● What this task involves
Reproduce everything in the passage on the arbitrators' award from "It should be" down to "which they acted.".
Selected text section start
It should be noticed that the award contains nothing upon its face; nor does the evidence show that the arbitrators acted upon any matter not submitted, or omitted to examine into those which were submitted. The whole question is narrowed down to the fraud, corruption, or undue influence, if any, under which they acted.

To this inquiry we therefore address our examination. This is greatly simplified by the proofs in this record. They establish the greater part of the evidence before the arbitrators, with some little addition as to the merits of some of the items of controversy. Some witnesses were examined before the arbitrators, according to the evidence here, who have not been reexamined, nor any witness to show what testimony they gave before the arbitrators. It is not shown what proof was before the arbitrators, in relation to the amount of rent due and in arrear „to complainant, or that any was offered; none appears in an exhibit “ G.” purporting to contain the proofs, in substance, before the arbitrators; the exhibit is without authentication or proof. If fraud, &c., were deducible alone from errors in the arbitrators, as to the law on the facts, or the facts themselves, or their calculations and reckonings, we should find great difficulty in convicting them of such errors, without all the proofs upon which they based their judgment.
Selected text section end
Dataset entries section start
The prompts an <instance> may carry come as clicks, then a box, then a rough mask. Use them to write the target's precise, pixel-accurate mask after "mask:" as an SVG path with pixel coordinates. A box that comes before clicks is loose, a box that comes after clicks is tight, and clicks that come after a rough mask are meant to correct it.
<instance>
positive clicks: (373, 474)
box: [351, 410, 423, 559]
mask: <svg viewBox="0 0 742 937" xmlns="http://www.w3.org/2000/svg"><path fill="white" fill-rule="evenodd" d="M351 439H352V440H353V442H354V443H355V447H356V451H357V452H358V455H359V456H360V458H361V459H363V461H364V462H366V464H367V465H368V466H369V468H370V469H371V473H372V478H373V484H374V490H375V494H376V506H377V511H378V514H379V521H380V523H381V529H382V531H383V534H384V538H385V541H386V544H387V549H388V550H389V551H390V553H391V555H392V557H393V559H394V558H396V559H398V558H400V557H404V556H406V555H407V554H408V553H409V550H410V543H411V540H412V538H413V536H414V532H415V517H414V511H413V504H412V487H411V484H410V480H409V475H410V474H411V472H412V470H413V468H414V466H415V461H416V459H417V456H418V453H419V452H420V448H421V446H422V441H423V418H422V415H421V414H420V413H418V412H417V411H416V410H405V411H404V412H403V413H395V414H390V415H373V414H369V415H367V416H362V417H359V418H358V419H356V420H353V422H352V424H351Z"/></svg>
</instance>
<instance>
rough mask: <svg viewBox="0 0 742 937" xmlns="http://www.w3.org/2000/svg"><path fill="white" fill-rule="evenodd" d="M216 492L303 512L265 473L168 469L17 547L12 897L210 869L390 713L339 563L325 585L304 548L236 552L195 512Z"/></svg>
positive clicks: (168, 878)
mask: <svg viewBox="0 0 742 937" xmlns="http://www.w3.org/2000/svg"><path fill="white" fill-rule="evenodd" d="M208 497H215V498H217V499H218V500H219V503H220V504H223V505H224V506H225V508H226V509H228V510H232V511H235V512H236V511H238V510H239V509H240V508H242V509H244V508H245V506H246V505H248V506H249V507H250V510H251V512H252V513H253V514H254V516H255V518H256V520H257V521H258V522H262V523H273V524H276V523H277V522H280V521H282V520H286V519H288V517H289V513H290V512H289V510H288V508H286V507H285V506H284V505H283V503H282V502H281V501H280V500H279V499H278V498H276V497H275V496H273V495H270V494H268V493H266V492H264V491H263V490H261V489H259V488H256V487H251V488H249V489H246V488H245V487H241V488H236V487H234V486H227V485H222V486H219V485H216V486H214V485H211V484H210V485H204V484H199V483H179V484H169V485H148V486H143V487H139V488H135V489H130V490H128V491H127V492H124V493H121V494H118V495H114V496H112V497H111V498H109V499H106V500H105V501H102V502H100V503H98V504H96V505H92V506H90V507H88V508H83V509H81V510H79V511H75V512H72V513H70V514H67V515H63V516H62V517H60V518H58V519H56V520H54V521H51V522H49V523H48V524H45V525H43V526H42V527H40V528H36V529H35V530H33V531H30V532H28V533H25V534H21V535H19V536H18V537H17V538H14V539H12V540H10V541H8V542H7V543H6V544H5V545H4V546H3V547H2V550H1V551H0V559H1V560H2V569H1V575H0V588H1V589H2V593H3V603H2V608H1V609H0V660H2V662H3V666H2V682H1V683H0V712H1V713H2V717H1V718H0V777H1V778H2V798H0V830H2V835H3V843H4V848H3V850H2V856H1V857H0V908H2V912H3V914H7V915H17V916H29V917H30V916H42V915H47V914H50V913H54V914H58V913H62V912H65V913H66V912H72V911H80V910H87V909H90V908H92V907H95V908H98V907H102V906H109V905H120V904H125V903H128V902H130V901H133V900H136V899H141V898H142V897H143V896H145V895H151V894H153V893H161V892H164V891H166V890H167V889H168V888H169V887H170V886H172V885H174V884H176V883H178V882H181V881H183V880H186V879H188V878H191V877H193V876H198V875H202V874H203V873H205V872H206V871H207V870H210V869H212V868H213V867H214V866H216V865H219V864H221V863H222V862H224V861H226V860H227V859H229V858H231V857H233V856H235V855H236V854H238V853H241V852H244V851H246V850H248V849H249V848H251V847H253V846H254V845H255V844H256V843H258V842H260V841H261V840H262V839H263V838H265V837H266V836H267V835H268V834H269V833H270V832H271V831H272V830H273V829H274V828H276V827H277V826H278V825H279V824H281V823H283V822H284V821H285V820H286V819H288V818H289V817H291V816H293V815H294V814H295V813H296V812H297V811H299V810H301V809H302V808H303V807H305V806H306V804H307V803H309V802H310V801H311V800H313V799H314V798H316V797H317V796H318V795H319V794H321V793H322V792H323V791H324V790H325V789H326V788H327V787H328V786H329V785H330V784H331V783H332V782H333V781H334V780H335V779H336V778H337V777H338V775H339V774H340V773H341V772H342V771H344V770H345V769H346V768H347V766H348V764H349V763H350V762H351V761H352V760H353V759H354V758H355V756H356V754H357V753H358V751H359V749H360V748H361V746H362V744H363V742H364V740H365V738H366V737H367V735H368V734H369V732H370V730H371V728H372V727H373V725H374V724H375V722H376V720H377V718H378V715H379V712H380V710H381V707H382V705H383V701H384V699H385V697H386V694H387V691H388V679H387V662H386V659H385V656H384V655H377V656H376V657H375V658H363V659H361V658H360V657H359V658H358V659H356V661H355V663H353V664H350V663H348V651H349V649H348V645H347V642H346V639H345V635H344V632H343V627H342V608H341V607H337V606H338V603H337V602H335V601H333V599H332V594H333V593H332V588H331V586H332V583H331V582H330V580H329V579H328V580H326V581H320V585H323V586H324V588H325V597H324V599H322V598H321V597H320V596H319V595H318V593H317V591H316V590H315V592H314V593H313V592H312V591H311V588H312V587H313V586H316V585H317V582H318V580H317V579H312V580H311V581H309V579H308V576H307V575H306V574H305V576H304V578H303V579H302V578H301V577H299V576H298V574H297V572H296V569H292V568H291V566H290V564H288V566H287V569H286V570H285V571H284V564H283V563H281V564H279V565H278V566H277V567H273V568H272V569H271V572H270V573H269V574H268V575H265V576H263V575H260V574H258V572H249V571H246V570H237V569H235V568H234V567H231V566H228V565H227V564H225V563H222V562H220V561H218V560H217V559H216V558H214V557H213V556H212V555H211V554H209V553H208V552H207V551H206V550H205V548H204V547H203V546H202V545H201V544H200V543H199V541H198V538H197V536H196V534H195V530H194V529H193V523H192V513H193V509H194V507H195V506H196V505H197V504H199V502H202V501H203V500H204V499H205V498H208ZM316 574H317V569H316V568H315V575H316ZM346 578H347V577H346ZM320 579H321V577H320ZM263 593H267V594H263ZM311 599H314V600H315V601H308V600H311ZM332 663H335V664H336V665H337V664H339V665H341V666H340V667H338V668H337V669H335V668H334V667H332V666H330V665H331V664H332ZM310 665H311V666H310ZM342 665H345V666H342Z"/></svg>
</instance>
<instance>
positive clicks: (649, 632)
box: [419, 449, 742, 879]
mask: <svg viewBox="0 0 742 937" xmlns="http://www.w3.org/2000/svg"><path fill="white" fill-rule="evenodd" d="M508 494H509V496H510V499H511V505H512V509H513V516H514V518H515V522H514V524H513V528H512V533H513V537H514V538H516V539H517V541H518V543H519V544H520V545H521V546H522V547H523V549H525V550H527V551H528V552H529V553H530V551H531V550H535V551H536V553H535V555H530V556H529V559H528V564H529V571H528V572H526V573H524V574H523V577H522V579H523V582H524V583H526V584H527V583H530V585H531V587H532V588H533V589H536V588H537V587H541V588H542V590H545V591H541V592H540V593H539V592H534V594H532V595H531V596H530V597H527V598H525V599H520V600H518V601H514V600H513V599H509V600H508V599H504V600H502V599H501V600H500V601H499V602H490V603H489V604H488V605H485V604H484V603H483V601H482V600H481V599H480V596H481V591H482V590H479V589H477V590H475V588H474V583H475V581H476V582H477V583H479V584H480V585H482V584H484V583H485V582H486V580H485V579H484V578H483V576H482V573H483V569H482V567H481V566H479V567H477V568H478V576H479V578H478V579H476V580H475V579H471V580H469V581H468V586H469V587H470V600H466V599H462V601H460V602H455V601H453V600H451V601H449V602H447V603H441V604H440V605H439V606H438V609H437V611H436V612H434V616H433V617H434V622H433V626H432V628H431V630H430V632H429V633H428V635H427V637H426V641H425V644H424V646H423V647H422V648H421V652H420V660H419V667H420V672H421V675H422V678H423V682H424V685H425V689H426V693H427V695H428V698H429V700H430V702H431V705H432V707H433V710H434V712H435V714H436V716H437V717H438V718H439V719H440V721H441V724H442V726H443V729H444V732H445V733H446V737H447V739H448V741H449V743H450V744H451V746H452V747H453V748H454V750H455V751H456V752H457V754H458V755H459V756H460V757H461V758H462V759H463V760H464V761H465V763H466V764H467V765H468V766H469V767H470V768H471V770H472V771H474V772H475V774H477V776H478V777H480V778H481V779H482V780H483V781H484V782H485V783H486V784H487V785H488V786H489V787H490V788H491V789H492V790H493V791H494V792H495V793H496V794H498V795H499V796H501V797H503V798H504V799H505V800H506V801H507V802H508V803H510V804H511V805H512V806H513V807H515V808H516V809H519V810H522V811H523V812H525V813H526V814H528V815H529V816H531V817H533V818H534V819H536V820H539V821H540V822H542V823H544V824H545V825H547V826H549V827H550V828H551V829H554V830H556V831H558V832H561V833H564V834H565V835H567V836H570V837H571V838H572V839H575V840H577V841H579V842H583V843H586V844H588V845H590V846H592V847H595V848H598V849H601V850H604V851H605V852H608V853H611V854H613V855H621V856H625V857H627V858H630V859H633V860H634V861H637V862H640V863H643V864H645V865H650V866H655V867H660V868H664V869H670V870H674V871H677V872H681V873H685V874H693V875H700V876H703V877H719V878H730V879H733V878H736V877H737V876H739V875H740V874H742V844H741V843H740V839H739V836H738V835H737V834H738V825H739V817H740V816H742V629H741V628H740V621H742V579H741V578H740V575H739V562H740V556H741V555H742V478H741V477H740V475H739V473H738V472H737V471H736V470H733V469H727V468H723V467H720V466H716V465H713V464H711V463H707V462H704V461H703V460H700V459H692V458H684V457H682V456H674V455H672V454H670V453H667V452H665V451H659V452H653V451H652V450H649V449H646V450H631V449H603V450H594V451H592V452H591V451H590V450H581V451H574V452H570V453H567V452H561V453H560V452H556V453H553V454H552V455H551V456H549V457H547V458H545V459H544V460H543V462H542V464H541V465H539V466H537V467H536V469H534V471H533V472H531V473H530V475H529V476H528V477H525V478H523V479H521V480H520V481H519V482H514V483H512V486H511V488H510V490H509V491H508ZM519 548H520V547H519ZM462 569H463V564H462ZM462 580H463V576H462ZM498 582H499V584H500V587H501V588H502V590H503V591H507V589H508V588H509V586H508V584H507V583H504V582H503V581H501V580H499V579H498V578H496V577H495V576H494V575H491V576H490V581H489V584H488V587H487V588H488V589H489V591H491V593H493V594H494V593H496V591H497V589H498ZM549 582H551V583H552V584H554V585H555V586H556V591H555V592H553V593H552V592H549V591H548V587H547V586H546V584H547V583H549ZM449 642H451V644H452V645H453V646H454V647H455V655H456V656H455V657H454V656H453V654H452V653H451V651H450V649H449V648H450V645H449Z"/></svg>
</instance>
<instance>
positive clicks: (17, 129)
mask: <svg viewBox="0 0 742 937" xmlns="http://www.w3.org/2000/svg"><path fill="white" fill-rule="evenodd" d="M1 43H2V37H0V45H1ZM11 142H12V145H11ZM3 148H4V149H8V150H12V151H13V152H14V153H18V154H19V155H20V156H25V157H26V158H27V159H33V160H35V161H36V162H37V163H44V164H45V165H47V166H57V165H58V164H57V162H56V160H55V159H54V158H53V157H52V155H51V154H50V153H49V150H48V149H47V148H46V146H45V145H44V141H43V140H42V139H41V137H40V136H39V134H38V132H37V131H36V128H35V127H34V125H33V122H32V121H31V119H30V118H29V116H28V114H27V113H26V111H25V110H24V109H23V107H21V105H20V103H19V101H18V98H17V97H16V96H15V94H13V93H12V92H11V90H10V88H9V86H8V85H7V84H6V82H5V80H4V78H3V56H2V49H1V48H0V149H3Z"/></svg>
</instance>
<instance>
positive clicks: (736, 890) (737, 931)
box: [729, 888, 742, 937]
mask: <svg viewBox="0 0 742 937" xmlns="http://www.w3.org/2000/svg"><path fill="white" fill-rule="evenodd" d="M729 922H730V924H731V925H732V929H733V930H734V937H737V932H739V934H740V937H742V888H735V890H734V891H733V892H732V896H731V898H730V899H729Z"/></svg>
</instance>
Dataset entries section end
● Result of this exercise
It should be noticed that the award contains nothing upon its face; nor does the evidence show that the arbitrators acted upon any matter not submitted, or omitted to examine into those which were submitted. The whole question is narrowed down to the fraud, corruption, or undue influence, if any, under which they acted.